▶ **What to work on**: Find the line in the entries below that contains "hey so can you find the exposed". Repeat it exactly, and every line after it through the line that contains "hey so can you find the reed".

START Records

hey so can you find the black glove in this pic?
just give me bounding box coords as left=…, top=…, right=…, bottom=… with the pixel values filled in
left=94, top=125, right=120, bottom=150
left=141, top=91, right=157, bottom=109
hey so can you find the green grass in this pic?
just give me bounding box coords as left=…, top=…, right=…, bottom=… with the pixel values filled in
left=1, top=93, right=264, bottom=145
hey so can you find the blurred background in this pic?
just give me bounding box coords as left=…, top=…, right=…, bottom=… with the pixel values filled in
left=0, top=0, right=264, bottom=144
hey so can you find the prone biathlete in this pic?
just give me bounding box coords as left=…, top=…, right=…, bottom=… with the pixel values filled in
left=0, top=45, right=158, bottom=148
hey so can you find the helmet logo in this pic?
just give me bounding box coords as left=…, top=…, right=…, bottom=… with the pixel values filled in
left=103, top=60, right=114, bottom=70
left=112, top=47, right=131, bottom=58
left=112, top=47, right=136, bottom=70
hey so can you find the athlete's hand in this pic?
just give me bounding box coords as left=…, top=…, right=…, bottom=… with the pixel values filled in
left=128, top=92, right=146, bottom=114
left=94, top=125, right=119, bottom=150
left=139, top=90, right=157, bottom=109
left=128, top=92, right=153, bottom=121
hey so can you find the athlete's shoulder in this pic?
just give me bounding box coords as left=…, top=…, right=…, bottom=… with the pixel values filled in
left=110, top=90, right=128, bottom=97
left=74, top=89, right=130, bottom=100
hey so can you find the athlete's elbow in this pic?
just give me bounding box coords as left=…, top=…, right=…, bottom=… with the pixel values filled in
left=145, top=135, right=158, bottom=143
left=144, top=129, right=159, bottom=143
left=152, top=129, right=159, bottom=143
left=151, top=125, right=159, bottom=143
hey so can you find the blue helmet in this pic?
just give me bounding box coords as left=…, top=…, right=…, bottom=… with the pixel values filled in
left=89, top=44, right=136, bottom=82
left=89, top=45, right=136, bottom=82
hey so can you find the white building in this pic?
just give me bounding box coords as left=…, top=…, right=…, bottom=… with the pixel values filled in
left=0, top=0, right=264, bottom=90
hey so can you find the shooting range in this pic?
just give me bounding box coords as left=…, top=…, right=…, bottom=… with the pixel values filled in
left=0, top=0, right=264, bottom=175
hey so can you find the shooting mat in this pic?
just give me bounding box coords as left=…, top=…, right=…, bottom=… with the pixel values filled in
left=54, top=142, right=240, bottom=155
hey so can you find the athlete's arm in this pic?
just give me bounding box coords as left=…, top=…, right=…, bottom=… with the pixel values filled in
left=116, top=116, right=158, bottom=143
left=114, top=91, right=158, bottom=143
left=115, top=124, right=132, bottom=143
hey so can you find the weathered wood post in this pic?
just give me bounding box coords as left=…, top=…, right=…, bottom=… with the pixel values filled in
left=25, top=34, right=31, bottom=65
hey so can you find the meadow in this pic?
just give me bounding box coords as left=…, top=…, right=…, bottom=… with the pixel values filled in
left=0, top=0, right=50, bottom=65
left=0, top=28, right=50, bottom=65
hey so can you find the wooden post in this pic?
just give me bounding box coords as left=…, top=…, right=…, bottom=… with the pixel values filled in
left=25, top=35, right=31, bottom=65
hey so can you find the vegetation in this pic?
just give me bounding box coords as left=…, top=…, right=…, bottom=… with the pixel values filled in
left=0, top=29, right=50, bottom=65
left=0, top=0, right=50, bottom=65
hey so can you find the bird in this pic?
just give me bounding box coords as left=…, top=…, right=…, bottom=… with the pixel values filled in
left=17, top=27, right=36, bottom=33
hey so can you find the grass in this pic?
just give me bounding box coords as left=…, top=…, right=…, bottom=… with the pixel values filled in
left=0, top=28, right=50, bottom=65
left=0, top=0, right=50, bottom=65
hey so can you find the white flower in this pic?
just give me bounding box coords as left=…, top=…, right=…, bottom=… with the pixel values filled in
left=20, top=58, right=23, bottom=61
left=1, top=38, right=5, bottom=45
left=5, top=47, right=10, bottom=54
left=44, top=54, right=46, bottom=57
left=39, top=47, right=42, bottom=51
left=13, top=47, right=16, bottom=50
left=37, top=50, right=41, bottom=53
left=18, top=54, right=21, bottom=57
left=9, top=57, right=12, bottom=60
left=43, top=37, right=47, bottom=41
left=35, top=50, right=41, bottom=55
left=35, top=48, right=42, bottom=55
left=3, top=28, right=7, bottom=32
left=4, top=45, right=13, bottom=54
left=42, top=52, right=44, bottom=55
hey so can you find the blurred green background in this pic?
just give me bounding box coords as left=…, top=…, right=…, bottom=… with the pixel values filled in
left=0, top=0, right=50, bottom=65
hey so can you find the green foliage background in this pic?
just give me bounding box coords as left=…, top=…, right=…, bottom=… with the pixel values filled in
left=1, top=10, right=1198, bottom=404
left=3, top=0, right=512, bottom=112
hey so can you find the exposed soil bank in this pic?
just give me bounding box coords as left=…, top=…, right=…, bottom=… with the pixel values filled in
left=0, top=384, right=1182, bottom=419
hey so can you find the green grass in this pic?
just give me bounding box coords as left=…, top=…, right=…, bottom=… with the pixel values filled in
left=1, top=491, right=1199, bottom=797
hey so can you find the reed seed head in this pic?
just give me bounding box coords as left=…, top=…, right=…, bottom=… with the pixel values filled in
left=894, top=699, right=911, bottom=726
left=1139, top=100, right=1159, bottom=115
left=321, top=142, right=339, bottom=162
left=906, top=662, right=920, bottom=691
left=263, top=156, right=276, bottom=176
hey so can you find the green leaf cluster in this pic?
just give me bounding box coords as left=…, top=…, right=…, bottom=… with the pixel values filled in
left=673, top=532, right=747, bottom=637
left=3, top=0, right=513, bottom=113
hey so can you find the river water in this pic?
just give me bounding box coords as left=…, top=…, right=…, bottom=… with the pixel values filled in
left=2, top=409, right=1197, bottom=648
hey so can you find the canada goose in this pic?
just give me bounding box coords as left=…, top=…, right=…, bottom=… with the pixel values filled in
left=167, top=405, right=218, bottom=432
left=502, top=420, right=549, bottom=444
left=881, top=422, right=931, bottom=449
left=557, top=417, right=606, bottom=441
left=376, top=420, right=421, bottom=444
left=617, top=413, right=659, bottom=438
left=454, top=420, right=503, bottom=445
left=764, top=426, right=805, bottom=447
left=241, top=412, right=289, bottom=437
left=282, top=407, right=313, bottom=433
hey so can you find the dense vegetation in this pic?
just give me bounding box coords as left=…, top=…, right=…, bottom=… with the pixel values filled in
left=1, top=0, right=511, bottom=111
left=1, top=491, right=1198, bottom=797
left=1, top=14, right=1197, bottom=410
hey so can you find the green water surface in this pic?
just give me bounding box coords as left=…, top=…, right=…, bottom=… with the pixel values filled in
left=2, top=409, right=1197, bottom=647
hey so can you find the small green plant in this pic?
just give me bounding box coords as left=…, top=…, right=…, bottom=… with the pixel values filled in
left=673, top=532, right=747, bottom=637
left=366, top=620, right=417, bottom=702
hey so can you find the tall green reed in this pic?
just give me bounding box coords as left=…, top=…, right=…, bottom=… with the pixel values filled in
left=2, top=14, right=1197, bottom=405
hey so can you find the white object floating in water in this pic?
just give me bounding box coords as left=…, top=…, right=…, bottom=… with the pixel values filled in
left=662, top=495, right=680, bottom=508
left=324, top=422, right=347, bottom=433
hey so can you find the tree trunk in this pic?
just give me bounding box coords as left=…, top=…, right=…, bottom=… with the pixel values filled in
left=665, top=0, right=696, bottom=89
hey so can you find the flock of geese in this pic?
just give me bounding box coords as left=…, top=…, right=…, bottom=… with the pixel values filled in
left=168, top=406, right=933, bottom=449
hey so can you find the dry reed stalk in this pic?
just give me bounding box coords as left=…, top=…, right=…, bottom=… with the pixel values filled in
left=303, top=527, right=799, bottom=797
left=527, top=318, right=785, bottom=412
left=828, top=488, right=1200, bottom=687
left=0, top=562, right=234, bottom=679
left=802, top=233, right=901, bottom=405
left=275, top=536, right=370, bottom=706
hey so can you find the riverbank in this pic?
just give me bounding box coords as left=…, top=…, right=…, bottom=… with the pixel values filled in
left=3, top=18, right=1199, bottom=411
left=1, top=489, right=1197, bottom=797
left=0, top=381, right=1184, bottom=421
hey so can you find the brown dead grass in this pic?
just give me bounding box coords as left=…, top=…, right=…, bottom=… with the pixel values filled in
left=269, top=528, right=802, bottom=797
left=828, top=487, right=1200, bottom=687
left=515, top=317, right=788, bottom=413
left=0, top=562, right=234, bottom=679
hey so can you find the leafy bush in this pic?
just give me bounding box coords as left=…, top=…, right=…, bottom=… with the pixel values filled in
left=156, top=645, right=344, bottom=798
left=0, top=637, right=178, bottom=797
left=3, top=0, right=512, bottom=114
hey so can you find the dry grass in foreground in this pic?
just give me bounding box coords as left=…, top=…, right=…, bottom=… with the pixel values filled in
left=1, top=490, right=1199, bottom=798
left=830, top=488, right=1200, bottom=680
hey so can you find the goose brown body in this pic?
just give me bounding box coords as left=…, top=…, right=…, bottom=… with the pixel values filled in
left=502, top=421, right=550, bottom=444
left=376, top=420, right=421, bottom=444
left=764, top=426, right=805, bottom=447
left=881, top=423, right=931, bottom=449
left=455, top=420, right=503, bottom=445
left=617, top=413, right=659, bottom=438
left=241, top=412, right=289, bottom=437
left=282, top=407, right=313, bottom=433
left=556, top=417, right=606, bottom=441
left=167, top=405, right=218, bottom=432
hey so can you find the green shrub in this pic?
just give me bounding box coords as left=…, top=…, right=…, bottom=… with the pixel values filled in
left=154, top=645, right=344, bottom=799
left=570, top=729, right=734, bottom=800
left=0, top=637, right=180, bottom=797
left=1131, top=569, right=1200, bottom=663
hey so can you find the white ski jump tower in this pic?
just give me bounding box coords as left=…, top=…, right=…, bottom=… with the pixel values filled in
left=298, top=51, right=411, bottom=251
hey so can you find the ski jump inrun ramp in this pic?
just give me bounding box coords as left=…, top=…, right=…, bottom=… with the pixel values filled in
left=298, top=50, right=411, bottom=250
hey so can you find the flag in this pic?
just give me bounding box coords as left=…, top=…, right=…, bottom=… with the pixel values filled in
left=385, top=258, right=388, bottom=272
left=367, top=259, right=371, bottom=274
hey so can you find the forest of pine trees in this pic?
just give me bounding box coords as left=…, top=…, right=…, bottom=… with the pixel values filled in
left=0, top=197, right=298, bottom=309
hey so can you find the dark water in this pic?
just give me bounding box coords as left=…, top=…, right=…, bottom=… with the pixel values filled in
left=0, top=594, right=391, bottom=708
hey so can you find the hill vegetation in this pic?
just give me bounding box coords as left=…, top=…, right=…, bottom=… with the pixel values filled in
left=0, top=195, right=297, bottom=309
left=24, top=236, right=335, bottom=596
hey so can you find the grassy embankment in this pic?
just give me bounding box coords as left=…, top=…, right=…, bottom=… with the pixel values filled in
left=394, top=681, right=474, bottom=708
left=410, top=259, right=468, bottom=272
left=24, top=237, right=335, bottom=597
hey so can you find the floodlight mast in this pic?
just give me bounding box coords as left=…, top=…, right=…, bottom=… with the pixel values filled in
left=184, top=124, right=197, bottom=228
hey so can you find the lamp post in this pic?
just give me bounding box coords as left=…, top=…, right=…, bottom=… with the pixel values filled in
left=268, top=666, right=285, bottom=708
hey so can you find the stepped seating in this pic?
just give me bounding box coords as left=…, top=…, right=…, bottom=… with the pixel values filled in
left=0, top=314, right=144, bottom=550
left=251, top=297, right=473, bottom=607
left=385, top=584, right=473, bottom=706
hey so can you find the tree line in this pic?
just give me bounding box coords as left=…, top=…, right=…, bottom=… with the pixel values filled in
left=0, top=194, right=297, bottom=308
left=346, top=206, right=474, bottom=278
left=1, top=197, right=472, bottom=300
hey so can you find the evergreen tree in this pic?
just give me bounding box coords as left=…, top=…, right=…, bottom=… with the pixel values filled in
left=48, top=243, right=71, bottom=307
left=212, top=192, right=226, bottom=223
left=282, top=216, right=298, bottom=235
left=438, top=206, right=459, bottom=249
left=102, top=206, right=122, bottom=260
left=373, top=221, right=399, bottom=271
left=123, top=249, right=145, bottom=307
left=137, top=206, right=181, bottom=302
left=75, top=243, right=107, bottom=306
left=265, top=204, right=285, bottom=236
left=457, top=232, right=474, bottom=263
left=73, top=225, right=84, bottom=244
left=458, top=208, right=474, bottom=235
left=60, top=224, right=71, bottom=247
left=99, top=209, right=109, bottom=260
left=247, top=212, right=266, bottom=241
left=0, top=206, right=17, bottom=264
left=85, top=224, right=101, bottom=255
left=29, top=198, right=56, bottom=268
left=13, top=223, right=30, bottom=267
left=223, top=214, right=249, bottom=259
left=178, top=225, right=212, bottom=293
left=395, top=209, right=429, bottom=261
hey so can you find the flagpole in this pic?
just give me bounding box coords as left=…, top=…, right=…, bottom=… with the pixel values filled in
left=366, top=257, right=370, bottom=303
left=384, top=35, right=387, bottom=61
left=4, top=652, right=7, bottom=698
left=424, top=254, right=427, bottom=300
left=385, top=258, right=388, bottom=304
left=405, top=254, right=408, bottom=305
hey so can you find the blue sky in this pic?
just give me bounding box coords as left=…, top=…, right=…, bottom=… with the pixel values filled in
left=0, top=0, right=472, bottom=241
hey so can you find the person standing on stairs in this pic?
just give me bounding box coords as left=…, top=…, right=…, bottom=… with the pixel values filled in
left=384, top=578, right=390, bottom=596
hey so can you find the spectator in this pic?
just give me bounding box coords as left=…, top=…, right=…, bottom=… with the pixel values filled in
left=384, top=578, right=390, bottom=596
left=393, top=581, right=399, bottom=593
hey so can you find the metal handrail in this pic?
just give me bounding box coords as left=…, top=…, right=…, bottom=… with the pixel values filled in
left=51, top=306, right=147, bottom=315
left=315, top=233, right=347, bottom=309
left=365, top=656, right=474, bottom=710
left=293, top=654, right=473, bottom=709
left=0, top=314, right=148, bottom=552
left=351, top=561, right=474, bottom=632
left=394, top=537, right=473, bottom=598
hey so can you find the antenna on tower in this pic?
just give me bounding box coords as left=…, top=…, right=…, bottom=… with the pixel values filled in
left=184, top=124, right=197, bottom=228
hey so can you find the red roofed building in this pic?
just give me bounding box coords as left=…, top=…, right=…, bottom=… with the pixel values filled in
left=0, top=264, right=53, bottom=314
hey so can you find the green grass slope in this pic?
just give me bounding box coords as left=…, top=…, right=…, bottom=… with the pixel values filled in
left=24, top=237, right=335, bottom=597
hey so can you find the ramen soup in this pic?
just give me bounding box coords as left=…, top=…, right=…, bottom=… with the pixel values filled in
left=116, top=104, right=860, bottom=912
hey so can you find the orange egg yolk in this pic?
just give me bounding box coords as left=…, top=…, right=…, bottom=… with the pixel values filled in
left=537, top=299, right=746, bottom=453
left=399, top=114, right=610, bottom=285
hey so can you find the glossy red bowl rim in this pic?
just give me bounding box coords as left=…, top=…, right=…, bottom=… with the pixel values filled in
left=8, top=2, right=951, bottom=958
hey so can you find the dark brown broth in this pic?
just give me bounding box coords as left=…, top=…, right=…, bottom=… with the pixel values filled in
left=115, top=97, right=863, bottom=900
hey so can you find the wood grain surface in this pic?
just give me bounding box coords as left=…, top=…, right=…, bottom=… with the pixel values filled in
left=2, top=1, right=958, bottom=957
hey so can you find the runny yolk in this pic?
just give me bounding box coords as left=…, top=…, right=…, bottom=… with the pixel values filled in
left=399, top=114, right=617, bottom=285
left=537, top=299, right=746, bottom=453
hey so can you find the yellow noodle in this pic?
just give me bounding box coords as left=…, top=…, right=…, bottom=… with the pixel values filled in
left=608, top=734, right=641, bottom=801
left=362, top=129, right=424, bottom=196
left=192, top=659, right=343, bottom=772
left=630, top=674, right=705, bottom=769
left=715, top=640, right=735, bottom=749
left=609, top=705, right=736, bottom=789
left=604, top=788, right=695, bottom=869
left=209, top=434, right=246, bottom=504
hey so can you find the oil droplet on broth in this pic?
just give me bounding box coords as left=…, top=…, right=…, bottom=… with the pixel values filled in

END Records

▶ **Solution**:
hey so can you find the exposed soil bank in this pic?
just give me bounding box coords as left=…, top=…, right=…, bottom=… with the pixel values filled in
left=0, top=384, right=1182, bottom=419
hey so can you find the green grass in this pic?
just give me bounding box coords as left=…, top=…, right=…, bottom=… with the pixel values filled in
left=1, top=491, right=1199, bottom=797
hey so can you find the reed seed head in this pic?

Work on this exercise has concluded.